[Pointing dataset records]
• • • • •
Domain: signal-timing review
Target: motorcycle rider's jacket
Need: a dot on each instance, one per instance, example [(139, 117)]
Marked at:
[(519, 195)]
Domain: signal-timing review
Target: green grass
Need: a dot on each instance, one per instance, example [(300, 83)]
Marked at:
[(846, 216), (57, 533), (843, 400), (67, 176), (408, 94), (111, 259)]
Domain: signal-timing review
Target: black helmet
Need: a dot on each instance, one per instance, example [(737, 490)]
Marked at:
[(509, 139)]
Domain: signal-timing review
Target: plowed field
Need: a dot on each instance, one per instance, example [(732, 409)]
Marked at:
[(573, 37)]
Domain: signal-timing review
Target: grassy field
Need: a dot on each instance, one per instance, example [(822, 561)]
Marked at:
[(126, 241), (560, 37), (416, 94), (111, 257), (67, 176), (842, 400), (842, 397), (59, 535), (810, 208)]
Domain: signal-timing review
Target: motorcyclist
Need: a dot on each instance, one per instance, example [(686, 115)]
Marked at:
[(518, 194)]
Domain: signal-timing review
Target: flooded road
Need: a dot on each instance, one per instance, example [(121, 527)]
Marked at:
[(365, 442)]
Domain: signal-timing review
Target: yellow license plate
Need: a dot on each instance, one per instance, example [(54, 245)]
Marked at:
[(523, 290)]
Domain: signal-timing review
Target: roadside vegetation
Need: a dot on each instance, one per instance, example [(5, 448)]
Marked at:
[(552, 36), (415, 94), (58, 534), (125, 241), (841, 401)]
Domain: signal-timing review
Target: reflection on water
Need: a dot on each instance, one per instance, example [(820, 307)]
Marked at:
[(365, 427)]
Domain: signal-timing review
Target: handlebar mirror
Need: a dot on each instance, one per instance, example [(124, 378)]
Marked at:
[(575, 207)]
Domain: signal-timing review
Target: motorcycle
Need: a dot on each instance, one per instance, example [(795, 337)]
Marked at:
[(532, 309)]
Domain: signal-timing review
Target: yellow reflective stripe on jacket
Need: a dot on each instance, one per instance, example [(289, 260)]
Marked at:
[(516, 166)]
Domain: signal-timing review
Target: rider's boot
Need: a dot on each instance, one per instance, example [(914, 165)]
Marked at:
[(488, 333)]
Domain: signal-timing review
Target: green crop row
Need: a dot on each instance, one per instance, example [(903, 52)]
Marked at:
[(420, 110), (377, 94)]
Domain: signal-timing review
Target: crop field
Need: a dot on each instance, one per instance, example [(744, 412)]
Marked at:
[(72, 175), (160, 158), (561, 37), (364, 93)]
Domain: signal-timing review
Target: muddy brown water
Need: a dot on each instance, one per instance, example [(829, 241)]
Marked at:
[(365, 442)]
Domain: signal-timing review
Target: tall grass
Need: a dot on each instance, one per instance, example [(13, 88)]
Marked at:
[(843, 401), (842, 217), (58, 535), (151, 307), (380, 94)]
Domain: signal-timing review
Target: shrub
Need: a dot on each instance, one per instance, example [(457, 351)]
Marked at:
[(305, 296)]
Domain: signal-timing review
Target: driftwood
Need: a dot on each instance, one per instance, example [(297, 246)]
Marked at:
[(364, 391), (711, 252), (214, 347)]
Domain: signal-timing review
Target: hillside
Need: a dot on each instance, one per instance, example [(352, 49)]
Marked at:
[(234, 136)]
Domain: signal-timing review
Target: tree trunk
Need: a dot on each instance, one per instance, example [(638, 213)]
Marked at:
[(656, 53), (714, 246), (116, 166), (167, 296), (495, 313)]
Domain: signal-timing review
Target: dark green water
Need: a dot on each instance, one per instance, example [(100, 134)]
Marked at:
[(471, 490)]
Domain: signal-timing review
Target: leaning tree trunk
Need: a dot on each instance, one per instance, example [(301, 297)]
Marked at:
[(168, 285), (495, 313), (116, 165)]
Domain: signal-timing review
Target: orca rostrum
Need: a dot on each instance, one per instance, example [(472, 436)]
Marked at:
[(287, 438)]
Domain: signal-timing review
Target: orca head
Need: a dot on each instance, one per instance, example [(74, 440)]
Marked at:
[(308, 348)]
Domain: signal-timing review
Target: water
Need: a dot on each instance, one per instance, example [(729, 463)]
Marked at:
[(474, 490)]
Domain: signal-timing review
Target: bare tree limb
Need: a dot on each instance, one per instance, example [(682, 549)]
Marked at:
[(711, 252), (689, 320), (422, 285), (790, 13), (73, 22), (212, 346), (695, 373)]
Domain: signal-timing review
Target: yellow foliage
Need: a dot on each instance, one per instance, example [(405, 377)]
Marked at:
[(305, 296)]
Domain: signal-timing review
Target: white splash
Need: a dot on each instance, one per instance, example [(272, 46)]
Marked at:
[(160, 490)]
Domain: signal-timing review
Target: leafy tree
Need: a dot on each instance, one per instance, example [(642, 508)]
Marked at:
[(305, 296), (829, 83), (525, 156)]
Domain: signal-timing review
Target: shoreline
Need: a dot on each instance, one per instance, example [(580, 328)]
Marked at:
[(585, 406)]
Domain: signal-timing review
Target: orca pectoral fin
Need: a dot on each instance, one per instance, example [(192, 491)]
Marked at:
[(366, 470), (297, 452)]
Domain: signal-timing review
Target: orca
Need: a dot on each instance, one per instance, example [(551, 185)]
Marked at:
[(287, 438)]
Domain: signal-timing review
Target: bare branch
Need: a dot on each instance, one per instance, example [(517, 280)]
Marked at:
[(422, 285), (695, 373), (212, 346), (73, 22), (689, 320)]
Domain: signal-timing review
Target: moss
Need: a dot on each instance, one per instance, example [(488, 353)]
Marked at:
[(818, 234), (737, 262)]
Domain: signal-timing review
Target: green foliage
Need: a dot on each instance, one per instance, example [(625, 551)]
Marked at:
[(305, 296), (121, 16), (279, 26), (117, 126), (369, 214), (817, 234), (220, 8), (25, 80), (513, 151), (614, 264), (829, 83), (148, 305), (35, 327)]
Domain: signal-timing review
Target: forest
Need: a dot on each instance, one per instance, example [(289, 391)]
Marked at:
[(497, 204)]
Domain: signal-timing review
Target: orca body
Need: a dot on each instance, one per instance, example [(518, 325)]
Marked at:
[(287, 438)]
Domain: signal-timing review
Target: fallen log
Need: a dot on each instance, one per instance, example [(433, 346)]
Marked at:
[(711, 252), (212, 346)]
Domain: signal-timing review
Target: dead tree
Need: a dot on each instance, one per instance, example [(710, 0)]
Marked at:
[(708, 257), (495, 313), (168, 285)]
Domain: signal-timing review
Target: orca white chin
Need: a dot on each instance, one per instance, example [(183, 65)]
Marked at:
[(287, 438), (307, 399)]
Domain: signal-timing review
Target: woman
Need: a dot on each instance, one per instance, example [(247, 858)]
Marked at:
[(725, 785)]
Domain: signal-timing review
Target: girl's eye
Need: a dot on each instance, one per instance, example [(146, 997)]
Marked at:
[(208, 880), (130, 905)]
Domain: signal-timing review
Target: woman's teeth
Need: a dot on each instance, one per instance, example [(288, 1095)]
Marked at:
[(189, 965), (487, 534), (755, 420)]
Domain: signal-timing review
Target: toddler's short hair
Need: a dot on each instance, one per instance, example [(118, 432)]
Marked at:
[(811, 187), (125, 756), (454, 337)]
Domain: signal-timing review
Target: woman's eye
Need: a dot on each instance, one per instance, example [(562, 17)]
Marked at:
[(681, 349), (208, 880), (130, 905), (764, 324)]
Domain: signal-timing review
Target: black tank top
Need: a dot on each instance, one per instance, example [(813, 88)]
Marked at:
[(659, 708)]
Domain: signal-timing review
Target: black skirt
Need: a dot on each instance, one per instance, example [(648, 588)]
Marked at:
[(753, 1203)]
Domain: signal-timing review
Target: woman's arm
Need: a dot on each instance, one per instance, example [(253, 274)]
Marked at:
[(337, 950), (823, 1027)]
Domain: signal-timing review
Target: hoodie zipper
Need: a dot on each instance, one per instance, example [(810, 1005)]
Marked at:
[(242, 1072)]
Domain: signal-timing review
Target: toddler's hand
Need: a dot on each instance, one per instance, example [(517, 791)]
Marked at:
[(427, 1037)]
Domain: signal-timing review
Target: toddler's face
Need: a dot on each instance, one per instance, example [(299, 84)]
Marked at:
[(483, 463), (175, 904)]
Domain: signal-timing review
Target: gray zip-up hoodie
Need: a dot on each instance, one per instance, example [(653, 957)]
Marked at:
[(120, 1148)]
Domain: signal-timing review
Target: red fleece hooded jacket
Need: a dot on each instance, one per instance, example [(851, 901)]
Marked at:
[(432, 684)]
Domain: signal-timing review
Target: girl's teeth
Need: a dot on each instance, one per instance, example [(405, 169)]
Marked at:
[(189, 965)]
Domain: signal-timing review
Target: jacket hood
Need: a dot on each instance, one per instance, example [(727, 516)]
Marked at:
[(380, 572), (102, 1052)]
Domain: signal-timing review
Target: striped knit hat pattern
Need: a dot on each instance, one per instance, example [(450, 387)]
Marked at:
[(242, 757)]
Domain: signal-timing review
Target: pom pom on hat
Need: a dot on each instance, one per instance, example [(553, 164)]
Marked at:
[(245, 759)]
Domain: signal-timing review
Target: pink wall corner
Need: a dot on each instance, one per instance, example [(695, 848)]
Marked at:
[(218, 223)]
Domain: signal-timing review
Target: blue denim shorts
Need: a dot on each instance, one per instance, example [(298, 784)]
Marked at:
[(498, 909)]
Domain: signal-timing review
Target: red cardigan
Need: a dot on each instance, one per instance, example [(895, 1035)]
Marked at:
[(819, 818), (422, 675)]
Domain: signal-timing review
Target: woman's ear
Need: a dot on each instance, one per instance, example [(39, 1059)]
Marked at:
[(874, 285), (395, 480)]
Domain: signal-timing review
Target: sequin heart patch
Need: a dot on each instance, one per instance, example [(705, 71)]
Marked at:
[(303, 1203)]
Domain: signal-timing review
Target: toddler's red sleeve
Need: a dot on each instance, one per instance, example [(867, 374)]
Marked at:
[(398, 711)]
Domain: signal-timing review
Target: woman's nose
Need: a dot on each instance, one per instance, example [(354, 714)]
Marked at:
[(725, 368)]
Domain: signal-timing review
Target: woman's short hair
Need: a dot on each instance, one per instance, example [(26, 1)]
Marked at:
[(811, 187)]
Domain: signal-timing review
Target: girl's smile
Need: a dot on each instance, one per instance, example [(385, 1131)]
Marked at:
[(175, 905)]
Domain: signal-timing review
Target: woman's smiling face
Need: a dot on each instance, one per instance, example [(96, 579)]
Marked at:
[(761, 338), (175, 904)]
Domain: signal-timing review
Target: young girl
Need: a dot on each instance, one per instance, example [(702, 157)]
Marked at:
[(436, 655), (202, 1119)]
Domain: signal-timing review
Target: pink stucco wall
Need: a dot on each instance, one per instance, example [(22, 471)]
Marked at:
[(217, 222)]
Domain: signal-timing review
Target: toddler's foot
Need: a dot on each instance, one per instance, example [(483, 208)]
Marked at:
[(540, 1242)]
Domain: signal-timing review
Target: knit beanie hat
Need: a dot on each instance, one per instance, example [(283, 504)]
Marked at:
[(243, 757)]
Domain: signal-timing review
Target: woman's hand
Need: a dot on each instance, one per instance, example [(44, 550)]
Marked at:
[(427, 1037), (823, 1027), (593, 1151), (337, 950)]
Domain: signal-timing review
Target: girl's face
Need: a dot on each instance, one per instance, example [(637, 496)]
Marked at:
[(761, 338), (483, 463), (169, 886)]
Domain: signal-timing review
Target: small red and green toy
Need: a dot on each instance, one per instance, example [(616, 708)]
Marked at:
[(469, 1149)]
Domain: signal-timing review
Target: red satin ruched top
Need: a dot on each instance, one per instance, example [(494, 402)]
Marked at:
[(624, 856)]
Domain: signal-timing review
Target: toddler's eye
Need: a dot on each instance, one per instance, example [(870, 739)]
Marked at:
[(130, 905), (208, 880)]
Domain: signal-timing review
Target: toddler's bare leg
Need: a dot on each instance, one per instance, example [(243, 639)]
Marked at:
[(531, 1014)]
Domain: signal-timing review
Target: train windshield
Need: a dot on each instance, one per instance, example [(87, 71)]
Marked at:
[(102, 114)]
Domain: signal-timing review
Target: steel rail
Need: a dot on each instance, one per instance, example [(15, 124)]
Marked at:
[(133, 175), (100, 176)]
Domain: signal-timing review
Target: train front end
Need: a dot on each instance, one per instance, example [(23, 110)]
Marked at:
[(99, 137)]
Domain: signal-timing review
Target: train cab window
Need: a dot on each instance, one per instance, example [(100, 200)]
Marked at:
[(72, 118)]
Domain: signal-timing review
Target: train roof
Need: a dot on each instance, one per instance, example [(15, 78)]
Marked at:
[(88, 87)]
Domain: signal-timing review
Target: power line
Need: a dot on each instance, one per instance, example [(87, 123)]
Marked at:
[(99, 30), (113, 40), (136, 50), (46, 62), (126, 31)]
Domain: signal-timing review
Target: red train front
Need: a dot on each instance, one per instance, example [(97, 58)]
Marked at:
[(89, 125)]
• • • • •
THE PROBLEM:
Pick out every line above that contains the string "woman". Case counts.

SOLUTION TO THIS EXERCISE:
Target: woman
Target: woman's teeth
Target: woman's eye
Target: woman's arm
Target: woman's ear
Target: woman's nose
Target: woman's short hair
Target: woman's smiling face
Target: woman's hand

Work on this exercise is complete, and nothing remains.